*DÉFI 1*
Recopiez le passage de l'extrait sur la petite pêche en commençant par « Même si le secteur » et en allant jusqu'à « l’activité hauturière artisanale. », en remplaçant « matelots » par « marins ».
*DÉFI 2*
Relevez dans l'extrait sur la petite pêche toutes les quantités approximatives exprimées par un nom en « -aine ».

*EXTRAIT DU DOCUMENT*

++++++++

Photographie 1. Les bateaux de petite pêche dans les bassins centraux du port : un maintien stratégique (Port-Joinville, juillet 2017)

Même si le secteur de la petite pêche se maintient sur l’île, le nombre de navires est en nette diminution. Le géographe Jean Chaussade fait état d’une centaine de bateaux armés en petite pêche et pêche côtière en 1990 et d’une quarantaine de bateaux de moins de seize mètres au début des années 2000. Aujourd’hui, seule une dizaine de bateaux professionnels de petite pêche côtière sont amarrés aux quais insulaires (mais ce chiffre ne couvre pas les retraités ou particuliers qui continuent à avoir une activité de pêche, au nombre d’une trentaine environ). Les propriétaires embarquent avec les matelots pour des pêches qui durent moins de vingt-heures. Certains d’entre eux ont toujours travaillé en petite pêche côtière, d’autres sont issus des rangs de l’activité hauturière artisanale.

++++++++

*DONNÉES FOURNIES*
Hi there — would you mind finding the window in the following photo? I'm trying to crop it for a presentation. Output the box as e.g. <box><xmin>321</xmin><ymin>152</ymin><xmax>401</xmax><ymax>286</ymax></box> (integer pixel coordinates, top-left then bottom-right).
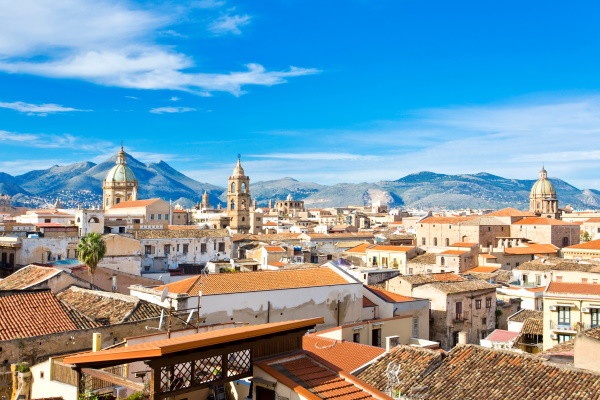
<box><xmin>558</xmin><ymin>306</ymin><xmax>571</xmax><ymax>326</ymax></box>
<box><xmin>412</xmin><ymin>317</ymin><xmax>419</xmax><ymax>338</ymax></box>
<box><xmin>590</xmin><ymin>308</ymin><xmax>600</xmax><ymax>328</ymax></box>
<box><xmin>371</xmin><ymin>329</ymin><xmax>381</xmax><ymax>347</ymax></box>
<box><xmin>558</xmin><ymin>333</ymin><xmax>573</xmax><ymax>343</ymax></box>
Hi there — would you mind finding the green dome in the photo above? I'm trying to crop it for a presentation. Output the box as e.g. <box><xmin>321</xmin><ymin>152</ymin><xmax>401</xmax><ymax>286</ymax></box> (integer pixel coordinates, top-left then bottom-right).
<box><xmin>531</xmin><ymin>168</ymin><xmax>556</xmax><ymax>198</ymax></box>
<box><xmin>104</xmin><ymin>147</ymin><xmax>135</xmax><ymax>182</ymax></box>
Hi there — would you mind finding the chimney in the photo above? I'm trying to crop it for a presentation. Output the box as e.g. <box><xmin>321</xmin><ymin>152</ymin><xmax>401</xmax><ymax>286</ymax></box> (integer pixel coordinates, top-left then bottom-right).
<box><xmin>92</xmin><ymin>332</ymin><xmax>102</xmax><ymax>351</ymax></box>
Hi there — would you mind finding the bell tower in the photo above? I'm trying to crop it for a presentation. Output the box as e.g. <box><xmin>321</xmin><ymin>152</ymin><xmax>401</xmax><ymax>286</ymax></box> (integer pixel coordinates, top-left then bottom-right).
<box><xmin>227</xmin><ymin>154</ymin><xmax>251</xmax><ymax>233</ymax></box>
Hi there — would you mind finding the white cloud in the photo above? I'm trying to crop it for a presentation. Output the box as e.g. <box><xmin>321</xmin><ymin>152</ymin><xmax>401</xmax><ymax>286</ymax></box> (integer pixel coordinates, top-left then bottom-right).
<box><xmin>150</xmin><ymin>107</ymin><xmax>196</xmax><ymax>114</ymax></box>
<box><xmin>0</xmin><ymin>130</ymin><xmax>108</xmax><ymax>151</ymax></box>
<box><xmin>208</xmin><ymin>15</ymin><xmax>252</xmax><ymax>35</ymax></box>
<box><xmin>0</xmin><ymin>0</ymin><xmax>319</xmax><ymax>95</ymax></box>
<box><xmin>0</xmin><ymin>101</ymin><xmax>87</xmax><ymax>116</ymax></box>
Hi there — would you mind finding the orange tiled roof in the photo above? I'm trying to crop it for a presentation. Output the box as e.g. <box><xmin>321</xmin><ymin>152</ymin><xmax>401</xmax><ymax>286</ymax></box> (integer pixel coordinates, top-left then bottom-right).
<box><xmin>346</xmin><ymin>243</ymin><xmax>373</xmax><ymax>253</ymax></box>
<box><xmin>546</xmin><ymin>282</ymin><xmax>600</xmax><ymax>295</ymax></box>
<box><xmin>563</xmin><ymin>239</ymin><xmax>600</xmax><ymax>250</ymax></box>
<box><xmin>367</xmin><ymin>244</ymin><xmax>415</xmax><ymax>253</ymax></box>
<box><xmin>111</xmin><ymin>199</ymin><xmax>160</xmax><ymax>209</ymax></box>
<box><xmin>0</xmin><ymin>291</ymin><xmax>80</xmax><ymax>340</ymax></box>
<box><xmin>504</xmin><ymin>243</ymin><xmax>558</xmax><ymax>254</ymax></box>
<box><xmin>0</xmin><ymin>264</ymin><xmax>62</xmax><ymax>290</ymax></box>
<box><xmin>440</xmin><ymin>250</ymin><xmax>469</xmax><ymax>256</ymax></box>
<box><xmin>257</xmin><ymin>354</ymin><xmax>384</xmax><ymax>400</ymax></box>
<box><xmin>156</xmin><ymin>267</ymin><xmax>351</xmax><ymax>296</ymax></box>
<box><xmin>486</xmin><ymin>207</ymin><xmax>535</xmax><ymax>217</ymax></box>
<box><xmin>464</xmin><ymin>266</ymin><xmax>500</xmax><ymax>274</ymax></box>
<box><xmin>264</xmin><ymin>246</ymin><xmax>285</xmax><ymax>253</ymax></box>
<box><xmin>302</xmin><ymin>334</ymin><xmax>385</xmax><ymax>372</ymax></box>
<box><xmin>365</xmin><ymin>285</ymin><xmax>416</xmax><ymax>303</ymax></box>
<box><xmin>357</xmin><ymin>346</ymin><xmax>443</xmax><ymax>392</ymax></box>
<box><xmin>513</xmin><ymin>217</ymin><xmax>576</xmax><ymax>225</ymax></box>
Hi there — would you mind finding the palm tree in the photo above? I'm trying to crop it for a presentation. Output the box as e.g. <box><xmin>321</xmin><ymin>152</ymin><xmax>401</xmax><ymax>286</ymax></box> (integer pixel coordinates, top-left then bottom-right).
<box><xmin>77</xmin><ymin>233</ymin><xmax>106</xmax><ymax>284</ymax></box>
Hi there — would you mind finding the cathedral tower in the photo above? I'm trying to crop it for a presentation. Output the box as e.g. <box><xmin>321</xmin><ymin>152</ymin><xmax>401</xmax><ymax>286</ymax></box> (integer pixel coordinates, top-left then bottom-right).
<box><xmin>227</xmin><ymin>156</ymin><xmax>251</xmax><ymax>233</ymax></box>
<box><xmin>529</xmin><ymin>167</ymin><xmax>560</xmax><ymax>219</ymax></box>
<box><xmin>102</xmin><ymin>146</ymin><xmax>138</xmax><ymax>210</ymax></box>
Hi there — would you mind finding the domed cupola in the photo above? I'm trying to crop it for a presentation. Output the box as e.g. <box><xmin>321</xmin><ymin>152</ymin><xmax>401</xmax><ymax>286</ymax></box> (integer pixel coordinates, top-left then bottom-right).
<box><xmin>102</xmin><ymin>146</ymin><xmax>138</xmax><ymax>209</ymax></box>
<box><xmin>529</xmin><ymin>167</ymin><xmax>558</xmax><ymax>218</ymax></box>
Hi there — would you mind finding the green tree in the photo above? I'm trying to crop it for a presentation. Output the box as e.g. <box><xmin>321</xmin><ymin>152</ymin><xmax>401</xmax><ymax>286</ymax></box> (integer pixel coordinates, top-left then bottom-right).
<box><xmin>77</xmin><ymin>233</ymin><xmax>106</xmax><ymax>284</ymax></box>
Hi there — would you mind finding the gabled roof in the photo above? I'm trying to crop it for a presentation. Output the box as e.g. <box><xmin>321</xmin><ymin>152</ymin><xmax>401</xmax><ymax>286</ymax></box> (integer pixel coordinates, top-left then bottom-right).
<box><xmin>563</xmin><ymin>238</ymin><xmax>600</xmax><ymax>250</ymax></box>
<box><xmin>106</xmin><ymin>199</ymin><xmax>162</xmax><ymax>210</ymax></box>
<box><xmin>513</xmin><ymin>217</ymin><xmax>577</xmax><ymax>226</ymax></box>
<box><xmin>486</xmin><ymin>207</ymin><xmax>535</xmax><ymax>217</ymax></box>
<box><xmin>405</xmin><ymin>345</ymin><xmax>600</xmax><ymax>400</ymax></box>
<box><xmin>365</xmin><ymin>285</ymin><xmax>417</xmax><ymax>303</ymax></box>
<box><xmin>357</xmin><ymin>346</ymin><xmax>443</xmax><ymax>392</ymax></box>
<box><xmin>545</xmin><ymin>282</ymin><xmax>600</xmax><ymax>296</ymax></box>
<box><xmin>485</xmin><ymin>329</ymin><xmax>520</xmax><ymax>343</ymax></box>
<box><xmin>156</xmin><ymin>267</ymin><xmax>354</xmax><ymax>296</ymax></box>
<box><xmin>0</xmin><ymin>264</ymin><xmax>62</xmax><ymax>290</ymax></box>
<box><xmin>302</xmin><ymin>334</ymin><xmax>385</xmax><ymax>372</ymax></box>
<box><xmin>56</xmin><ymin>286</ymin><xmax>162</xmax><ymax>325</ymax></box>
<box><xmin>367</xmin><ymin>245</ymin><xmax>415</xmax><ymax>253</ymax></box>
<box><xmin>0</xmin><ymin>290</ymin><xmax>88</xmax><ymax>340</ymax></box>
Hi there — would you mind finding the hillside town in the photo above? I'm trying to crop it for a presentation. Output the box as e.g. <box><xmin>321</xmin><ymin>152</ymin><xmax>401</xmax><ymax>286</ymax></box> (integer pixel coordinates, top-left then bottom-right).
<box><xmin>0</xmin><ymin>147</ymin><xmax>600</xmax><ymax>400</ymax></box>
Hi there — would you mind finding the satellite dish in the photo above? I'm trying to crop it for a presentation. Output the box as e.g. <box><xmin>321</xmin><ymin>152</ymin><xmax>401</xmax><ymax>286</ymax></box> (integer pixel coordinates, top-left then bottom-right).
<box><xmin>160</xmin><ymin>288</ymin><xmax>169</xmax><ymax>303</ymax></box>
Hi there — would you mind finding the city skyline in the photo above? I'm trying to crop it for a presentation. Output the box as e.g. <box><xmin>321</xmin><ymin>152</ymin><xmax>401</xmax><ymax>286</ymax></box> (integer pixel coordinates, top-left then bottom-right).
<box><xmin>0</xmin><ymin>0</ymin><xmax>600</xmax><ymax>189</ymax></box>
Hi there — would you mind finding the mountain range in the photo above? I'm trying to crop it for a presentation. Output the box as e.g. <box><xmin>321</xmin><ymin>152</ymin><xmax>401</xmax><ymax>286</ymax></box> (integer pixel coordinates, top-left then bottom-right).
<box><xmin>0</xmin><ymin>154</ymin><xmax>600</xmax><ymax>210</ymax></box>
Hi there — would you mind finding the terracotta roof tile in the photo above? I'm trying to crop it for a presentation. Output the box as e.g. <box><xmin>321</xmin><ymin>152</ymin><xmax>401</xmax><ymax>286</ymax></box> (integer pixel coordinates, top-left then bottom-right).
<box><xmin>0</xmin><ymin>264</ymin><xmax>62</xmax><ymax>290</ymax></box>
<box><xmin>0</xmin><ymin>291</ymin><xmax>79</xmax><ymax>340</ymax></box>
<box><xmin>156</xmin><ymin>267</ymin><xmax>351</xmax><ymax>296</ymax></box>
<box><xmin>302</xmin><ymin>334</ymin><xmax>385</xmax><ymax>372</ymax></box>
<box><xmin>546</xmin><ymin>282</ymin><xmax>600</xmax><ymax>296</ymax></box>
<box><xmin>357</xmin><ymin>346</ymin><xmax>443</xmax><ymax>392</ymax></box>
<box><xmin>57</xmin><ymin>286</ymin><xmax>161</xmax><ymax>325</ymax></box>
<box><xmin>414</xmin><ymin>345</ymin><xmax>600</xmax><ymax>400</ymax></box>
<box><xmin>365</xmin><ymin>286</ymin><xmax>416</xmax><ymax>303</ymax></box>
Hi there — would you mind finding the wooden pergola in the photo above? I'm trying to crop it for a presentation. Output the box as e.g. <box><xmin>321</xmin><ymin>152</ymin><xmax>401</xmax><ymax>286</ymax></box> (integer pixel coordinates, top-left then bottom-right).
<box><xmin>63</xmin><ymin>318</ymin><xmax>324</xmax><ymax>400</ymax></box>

++++++++

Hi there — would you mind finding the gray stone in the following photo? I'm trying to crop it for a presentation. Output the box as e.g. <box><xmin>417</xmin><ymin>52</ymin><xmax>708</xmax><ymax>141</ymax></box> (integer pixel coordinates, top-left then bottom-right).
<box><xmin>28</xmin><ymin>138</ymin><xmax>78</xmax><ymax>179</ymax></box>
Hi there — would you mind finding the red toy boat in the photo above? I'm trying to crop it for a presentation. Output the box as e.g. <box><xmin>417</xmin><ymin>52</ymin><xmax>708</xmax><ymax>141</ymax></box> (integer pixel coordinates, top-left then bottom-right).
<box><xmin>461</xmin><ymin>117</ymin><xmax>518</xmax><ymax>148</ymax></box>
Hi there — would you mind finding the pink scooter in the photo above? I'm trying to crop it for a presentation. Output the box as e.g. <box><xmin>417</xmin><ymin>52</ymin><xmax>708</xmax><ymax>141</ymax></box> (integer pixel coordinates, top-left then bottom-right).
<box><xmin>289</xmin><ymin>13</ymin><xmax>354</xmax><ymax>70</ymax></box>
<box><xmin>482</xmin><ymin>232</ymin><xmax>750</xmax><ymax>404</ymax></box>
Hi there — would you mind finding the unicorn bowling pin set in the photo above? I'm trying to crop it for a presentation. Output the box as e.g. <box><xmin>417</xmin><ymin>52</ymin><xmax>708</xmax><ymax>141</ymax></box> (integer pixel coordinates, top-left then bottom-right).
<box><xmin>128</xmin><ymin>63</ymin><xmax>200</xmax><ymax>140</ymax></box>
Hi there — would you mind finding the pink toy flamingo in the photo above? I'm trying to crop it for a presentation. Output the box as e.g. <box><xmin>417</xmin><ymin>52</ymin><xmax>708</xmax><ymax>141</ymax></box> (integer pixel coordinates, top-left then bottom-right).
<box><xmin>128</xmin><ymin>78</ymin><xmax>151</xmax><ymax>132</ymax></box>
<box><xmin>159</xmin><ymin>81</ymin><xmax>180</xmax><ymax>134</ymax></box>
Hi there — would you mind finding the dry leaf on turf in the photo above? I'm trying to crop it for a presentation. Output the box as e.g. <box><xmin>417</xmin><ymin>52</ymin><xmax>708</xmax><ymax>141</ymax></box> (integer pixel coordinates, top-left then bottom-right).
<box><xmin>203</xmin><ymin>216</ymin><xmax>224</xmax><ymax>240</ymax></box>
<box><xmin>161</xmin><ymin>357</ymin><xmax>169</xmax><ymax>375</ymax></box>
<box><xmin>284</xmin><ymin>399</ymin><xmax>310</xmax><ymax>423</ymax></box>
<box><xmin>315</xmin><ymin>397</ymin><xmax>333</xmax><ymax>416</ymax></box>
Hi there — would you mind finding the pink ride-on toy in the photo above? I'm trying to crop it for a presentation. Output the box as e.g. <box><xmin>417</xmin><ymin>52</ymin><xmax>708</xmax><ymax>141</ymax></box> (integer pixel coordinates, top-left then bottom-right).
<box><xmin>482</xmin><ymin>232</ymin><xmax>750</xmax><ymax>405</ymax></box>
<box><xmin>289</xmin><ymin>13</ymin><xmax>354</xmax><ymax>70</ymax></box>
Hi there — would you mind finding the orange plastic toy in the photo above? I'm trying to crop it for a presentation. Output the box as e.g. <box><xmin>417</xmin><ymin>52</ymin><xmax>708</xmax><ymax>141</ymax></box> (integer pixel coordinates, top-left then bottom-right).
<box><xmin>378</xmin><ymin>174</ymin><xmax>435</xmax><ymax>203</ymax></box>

++++++++

*SOLUTION DÉTAILLÉE 1*
Même si le secteur de la petite pêche se maintient sur l’île, le nombre de navires est en nette diminution. Le géographe Jean Chaussade fait état d’une centaine de bateaux armés en petite pêche et pêche côtière en 1990 et d’une quarantaine de bateaux de moins de seize mètres au début des années 2000. Aujourd’hui, seule une dizaine de bateaux professionnels de petite pêche côtière sont amarrés aux quais insulaires (mais ce chiffre ne couvre pas les retraités ou particuliers qui continuent à avoir une activité de pêche, au nombre d’une trentaine environ). Les propriétaires embarquent avec les marins pour des pêches qui durent moins de vingt-heures. Certains d’entre eux ont toujours travaillé en petite pêche côtière, d’autres sont issus des rangs de l’activité hauturière artisanale.

*SOLUTION DÉTAILLÉE 2*
une centaine, une quarantaine, une dizaine, une trentaine